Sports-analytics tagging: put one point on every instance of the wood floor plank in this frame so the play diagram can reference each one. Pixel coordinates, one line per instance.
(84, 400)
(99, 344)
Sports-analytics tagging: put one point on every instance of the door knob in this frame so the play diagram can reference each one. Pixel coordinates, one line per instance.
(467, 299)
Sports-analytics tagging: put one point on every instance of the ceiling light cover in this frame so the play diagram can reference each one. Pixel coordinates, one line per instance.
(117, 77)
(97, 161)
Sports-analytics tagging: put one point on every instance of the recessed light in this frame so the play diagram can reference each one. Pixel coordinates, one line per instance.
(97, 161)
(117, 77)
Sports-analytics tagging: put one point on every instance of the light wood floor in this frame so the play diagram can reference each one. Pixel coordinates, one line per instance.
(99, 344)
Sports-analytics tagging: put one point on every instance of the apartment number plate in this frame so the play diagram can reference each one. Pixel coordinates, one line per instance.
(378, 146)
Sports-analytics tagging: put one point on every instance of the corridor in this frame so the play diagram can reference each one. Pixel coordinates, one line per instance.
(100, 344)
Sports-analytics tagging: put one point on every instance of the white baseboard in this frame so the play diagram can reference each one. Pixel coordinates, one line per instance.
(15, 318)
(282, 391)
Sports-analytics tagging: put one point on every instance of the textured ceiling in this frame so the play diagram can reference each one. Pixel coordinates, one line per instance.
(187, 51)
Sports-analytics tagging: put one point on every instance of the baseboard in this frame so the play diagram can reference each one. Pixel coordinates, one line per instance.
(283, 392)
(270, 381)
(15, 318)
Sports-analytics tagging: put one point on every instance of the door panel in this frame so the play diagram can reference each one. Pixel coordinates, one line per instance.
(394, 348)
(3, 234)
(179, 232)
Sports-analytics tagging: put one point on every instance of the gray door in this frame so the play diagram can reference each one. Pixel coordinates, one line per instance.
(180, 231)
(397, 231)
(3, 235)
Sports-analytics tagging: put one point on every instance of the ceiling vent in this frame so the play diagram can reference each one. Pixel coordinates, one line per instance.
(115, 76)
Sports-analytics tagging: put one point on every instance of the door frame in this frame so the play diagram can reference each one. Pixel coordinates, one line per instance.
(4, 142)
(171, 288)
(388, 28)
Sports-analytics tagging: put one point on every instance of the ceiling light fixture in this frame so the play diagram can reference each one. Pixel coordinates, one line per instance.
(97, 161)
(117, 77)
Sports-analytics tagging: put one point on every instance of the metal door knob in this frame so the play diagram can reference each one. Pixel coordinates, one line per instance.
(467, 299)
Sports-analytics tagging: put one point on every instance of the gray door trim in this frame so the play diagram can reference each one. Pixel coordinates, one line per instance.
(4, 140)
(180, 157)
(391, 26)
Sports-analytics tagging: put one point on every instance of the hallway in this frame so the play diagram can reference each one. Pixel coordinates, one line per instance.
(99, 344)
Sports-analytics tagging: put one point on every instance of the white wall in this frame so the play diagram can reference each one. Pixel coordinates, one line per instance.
•••••
# REQUIREMENT:
Your job is to retype all of the material exactly.

# COMPLETED TASK:
Sports-analytics tagging: put one point on every instance of the wood floor plank in this frame so the play diagram can reference each one. Pixel coordinates, one line per instance.
(84, 400)
(99, 344)
Sports-analytics tagging: put one point on every instance of the door knob in this frame so the play diagram can reference each one. Pixel coordinates, one line per instance.
(467, 299)
Sports-analytics tagging: put one point on every instance of the ceiling light cover in this frame so the play diagram can reference each one. Pixel coordinates, one line per instance.
(117, 77)
(97, 161)
Sports-analytics tagging: put one point on every instance of the recessed light in this frame so the play diagram can reference each one. Pixel coordinates, one line per instance.
(97, 161)
(117, 77)
Sports-analytics tagging: put one point on every instance of the light wood floor in this frame so the play diagram can reference each one. Pixel coordinates, one line per instance.
(99, 344)
Sports-analytics tagging: put one point on every instance of the apartment number plate in this frame so the play diagram can reference each one. Pixel coordinates, one line per instance.
(378, 146)
Sports-analytics tagging: put one point on every instance of the corridor in this frame so the play diagram can reference each one. Pixel coordinates, one line per instance.
(100, 344)
Sports-analytics tagging: put one point on every instance of the white baseboard in this frame so the play diagram can reference each one. Pixel coordinates, one line per instance.
(15, 318)
(282, 391)
Sports-analytics tagging: put one point on every instance of the textured ceiling in this frame so the play diagram can reference each one. Pixel coordinates, one line per instance.
(187, 51)
Sports-analytics tagging: put one point on every instance of the baseboard in this frame so the play diagram can reference each one. Pixel coordinates, one line per instance.
(283, 392)
(270, 381)
(15, 318)
Sports-analytics tagging: put one point on every instance of the door panel in this frame so the play diagram can reference each one. Pixel coordinates, one line per instance.
(394, 348)
(3, 234)
(179, 232)
Sports-analytics tagging: put one point on every instance of the gray door in this frame so the play diagram can reference each one. Pixel coordinates, one line per instance.
(180, 231)
(397, 231)
(3, 235)
Sports-analytics tagging: put one point on every instance of the ceiling vent in this frame so the play diagram can reference each one. Pixel coordinates, one line per instance.
(115, 76)
Sports-analytics tagging: put one point on every instance of the door frame in this frame so the play diagram can reference each one. Pixel coordinates, one line per instance.
(4, 142)
(171, 288)
(388, 28)
Sports-analytics tagging: put one point on every instance of the ceiling light fixture in this frame so the play diagram can reference each one. Pixel coordinates, one line per instance.
(97, 161)
(117, 77)
Sports-analytics tagging: put one point on every instance of the metal door knob in this frame so the play diagram can reference each one. Pixel coordinates, one line per instance.
(467, 299)
Sports-analytics tagging: put one point on every instance of the gray door trim in this frame so the play diagram can reference each one. Pixel coordinates, one line per instance.
(4, 140)
(180, 157)
(391, 26)
Sports-analytics tagging: put one point on every instance of the hallway in this frame so the play diagram can reference each one. Pixel coordinates, one line per instance.
(99, 344)
Sports-analytics tagging: put one point on every instance of the white wall in this frame so the play diagram can reference each one. Pixel coordinates, one line per instance.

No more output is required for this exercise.